I tried to solve the following problem:
What is the generating function of the following recurrence relation? $$a_{n} = 3a_{n-1} + 1, 1\leqslant n, a_0= 2$$
First, I multiplied by $x^n$:
$$a_n x^n = 3a_{n-1} x^n + x^n$$
$$\sum^{\infty}_{n=0} a_n x^n= 3x \sum^{\infty}_{n=0} a_{n-1} x^{n-1} + \sum^{\infty}_{n=0} x^n$$
$$F(x) - a_0 = 3x F(x) + x \frac{1}{1-x}$$
$$F(x) - 2 = 3x F(x) + x \frac{1}{1-x}$$
$$F(x) -2 = \frac{3x}{1-x} + x \frac{1}{1-x}$$
$$F(x) = \frac{3x}{1-x} + x \frac{1}{1-x} + 2$$
I got stuck in here. I know how to solve a problem like this, when there isn't a plus constant number, so I tried to solve using that method:
$$a_n - 3 a_{n-1} = 1$$
$$a_1 = 3a_0 +1 = 7$$
$$a_2 = 3a_1 + 1 = 22$$
$A = 2 + 7x + 22x^2 + ...$
$3xA = 6x + 21x^2 + ...$
$(1-3x)A = 2 + x + x^2 + ... $
$A = 2 + \frac{x}{(1-3x)(1-x)}$
What should I do differently? And what is the correct solution of this problem?
I appreciate any kind of help.
Claude Leibovici's method is good, but if you want the generating function, you basically found it already. Just solve the equation, $$ F(x) - 2 = 3x F(x) + \frac{x}{1-x} \implies F(x) = \frac{2-x}{(1-x)(1-3x)} . $$ (At this point you instead seem to have substituted $F(x) = \frac{1}{1-x}$ in your working, which was wrong). Now, if we want to extract coefficients from this, I'd do partial fractions, $$ F(x) = \frac{5}{2(1-3x)} - \frac{1}{2(1-x)} . $$ From this, you should easily be able to find an expression for $a_n=[x^n]F(x)$ yourself.
EDIT: In your last equations, you also get the right answer except for an arithmetic error: $$ A = \frac{2}{1-3x} + \frac{x}{(1-3x)(1-x)}, $$ which is equal to $F(x)$ above.

┄┄┄┄┄┄

● WORK REQUIRED: Translate this sentence from the generating-function thread into Spanish: "What should I do differently?"

┄┄┄┄┄┄

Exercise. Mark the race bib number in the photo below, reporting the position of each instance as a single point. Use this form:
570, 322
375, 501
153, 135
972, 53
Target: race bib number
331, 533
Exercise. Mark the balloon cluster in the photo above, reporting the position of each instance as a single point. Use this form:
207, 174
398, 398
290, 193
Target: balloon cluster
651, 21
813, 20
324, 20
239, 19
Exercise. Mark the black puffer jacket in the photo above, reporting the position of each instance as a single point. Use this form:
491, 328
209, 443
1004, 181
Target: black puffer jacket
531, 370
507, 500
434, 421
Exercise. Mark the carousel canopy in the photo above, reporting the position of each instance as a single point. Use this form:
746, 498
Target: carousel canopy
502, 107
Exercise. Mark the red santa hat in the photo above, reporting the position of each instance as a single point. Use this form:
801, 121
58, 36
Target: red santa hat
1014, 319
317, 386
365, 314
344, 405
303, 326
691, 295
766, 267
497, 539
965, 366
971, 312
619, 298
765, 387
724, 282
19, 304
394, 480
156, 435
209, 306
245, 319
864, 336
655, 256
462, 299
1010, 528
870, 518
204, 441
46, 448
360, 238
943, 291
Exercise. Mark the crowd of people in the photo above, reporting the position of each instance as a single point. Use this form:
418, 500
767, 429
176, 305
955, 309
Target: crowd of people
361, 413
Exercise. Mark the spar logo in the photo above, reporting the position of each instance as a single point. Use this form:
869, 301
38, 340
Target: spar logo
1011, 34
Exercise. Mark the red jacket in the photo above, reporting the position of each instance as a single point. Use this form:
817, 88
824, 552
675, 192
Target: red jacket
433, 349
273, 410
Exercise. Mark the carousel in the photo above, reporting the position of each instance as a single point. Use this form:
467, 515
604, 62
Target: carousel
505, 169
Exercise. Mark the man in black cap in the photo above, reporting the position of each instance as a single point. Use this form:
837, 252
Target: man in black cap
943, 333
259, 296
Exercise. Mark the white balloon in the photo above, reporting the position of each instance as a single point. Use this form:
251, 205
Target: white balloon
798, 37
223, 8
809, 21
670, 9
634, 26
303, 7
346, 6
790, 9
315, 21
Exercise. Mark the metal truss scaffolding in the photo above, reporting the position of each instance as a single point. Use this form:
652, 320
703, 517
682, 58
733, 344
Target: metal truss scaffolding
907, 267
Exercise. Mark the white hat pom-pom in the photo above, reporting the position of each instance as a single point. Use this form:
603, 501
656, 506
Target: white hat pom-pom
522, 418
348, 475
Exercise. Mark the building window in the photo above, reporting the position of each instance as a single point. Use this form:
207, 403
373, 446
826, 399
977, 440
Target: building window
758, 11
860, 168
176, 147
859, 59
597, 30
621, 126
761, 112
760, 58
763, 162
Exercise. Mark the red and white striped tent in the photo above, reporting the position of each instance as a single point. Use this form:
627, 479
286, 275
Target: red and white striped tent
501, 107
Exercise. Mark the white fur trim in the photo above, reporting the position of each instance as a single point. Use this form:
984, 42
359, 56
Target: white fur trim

┄┄┄┄┄┄

● OUTPUT FOR THIS TASK: ¿Qué debería hacer de manera diferente?